- [Exercise instructions]
- A) Set down, word for word, the part of the post on bits and bytes below starting with "As I was watching" and going on through "lesson that follows.".
- B) Using the post on bits and bytes below, mark each statement yes or no, and quote the words of the post that settle it.
(i) The scanning program was working at 29.5 megabytes per second.
(ii) Machine language reads from left to right.
(iii) A byte is made of eight bits.
- C) Extend the post on bits and bytes below, picking up after its final sentence.

- [Extract]
---+---

As I was watching my virus scanning program nearing completion of scanning all the files on my computer, I noted the detail information. One of the details was how fast it was scanning: 29.5 megabytes per second. Wow. Think about that. In one second the program was scanning twenty-nine million, five-hundred thousand bytes–IN ONE SECOND! Absolutely mindboggling.

For readers who are geeks or near so, the rest of this will be quite boring, but for readers who are interested in bits and bytes, I hope you appreciate the lesson that follows.

What are bytes? What are bits? I’m glad you asked. (Insert chuckle here.) This post is in English, obviously. But English is not the point. The point is whether it is in English, German, French, or whatever, it is a language used to communicate with other people.

Machines, i.e., computers and other “smart” electronic devices, must also communicate, but they aren’t very good with accents, so they use what is called ‘machine language‘. Machine language is comprised of just two states: high and low, meaning five volts or zero volts; a “one” or a “zero”.

In an electronic circuit. zero volts is considered a low or a zero, while five volts is considered a high, or a ‘one’. That is the basis of machine language. It consists of ones and zeroes combined together like letters of our alphabet to communicate.

A bit is one of those states. In other words, a bit is either a one or a zero. With only two possible states, not much communication is possible, so eight bits are combined to form a byte. With a byte (8 bits) there are 256 combinations. This is what I mean:

This is a byte consisting of all ones: 11111111 In machine language, also called binary (binary meaning only two possibles), all those ones seem to add up to only 8, but actually there is another combination: all zeroes or 00000000. If you think that counts up to nine, you would be incorrect. You see, in machine or binary language, there must be a way to “count” or identify letters, numbers and symbols. Each letter, comma, period, semicolon–everything on this page is actually a binary byte. Machines do not understand our alphabet, but they understand bits: a one or a zero or five volts or zero volts.

When an electronic device in a circuit senses five volts, it understands that means a “one”, and when it senses less that three volts (it’s given a margin for imperfection or error) it knows that means a zero. When eight of those bits are combined we get a byte. Now we have 256 possible combinations, but I need to explain that.

We humans who speak languages like English, German, and so on, read from left to right. Machine language reads from right to left. So, if we examine a byte consisting of eight bits, we look at the bit position at the far right to start. If it is a zero, it counts as a zero. If it is a one, it counts as a one. As we move to the left, each position *doubles*. So, if the second bit is a one, it actually represents “two”. The next bit, if it is a one, represents “four”, because each position doubles. The last bit to the left, if it is a one, represents 128.

So, if a machine sees this: 00000001, it knows that is a one. If it sees: 00000010, it knows that is a two. To show a three, the byte would look like this: 00000011. We count the first position at the right as a one and the next position as a two, and combining them makes the number equal to three. To count a four, the byte would look like this: 00000100. The third position to the left is the “four” position, and since there is a “one” there (a high bit) it is saying the number it represents is four. If we want to represent the number five, we need to add a one, so that would look like this: 00000101. We have a four and a one, which adds to five.

---+---

- [Records provided]
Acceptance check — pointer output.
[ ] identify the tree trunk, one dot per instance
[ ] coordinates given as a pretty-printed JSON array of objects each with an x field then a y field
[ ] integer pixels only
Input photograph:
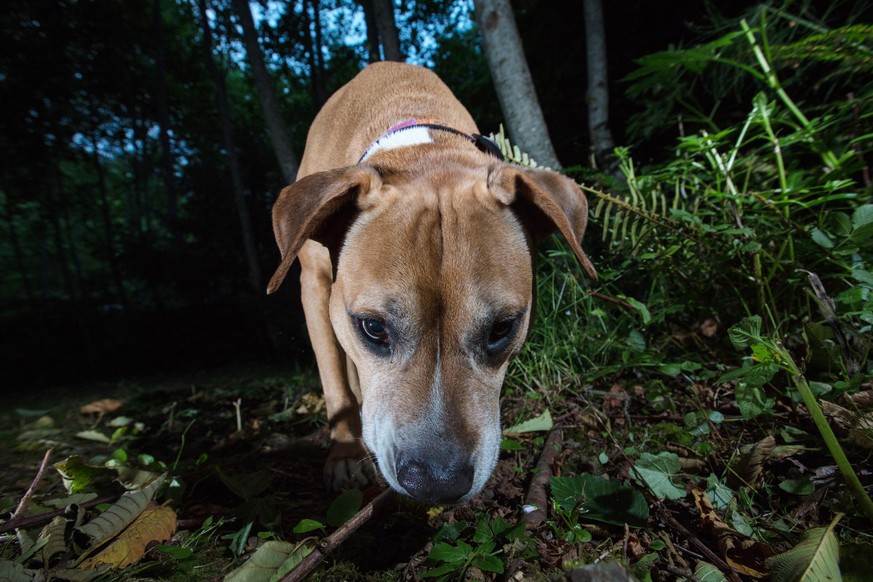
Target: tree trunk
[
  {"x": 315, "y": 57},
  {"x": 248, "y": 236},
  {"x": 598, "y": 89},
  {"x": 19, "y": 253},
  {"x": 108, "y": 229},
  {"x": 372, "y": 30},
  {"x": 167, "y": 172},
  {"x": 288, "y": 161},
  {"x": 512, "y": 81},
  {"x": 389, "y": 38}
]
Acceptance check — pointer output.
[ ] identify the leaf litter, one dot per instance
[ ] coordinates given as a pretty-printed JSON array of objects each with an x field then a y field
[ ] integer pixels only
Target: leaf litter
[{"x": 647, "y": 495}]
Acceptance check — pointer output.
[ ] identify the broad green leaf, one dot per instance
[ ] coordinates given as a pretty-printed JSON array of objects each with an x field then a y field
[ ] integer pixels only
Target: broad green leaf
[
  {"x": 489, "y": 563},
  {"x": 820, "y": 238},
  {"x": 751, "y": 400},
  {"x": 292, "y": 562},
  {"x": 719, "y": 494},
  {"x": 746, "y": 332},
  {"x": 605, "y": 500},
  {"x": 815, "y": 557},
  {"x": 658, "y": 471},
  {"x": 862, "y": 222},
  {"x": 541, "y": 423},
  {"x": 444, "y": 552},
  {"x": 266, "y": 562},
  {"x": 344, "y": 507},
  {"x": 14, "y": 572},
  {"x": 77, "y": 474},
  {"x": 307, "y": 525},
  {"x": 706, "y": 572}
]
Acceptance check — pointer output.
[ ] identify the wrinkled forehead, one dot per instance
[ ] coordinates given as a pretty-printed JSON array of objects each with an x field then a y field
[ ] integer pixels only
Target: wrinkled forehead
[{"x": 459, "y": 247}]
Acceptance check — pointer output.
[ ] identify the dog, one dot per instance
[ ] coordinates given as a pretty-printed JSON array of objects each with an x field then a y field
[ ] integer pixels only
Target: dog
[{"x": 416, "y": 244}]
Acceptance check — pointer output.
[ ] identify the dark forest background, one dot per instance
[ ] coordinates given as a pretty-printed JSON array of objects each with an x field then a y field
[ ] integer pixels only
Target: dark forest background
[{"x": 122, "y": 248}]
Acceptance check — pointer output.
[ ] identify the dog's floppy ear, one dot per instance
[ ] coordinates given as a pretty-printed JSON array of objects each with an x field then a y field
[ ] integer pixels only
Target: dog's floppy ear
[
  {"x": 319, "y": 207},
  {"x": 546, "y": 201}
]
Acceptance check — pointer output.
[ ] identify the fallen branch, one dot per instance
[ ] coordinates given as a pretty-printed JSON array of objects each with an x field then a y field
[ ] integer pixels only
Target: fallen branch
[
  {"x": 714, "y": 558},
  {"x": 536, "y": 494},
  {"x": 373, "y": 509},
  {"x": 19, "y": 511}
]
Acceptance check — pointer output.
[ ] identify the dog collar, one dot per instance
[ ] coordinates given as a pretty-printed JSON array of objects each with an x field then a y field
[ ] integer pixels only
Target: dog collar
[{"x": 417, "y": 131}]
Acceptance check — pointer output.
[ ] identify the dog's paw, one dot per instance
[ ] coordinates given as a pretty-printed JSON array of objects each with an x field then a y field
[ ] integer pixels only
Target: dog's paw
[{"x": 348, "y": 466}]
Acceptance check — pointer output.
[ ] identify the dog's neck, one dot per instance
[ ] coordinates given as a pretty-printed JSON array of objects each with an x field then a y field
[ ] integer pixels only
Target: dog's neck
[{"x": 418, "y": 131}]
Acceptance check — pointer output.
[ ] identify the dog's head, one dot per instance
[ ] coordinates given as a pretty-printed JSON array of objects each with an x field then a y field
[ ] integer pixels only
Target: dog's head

---+---

- [Answers to this exercise]
- A)
As I was watching my virus scanning program nearing completion of scanning all the files on my computer, I noted the detail information. One of the details was how fast it was scanning: 29.5 megabytes per second. Wow. Think about that. In one second the program was scanning twenty-nine million, five-hundred thousand bytes–IN ONE SECOND! Absolutely mindboggling.

For readers who are geeks or near so, the rest of this will be quite boring, but for readers who are interested in bits and bytes, I hope you appreciate the lesson that follows.

- B)
(i) Yes: "One of the details was how fast it was scanning: 29.5 megabytes per second."
(ii) No: "Machine language reads from right to left."
(iii) Yes: "so eight bits are combined to form a byte."

- C)
If I want to show the number 97, for instance, that would look like this: 01100001. The far left one bit represents 64, the next to the right represents 32, and the bit at the far right represents one. Added together, we get 97.

Have I lost you, yet? I hope not. It’s really very simple. If I want to show the number 136, that would look like this: 10001000. The one bit at the far left represents 128, and the next one bit is in the “8” position, so added together we get 136. Remember, as you move from the first position at the far right to the next position to the left, each position doubles. So, counting from right to left, we would count, one, two, four, eight, sixteen, thirty-two, sixty-four and finally one hundred twenty-eight.

If all the positions had a one in them, the number would add to 255, but!!–there is also a combination of all zeroes, so that makes 256 possible combinations.

Each key on your keyboard is represented by a byte, or eight bits. Even the ‘space bar’ has a byte assigned to it. When you hit a key, a byte (8 bits) is sent to the CPU (Central Processing Unit–the computer’s brain). The computer sees those eight bits and understands those eight bits represent a letter or symbol or something else. If, for instance, you hit the lowercase ‘h’ key, eight bits are sent to the CPU, and it knows to put up on your display the lowercase letter ‘h’, which is made up of pixels, but that is another topic. The combination of bits for the keyboard is referred to as ASCII or American Standard Code for Information Interchange. It is pronounced askee.

Here is a web site where you can type something from your keyboard and see what the number is for that key. You will see a numeric number, but that number is actually a byte. For instance, the ‘space bar’ is assigned the number 32, which in machine language, or byte, is actually 00100000. The one is in the ’32’ position, so that is how the machine knows it is a 32. Then, when the CPU receives that byte that adds up to 32, it moves the cursor one position by inserting a space on the screen.

http://www.cs.carleton.edu/faculty/adalal/teaching/f05/107/applets/ascii.html

Now that you understand what machine language is and that a byte is actually eight bits, let’s rethink this thing about how fast my virus scanner was working. My scanner was scanning twenty-nine million, five hundred thousand BYTES per second! That is 236 million bits per second! TWO HUNDRED THIRTY-SIX MILLION BITS PER SECOND!! I’m talking MILLIONS. Two hundred and thirty-six million! PER SECOND! Absolutely mindboggling!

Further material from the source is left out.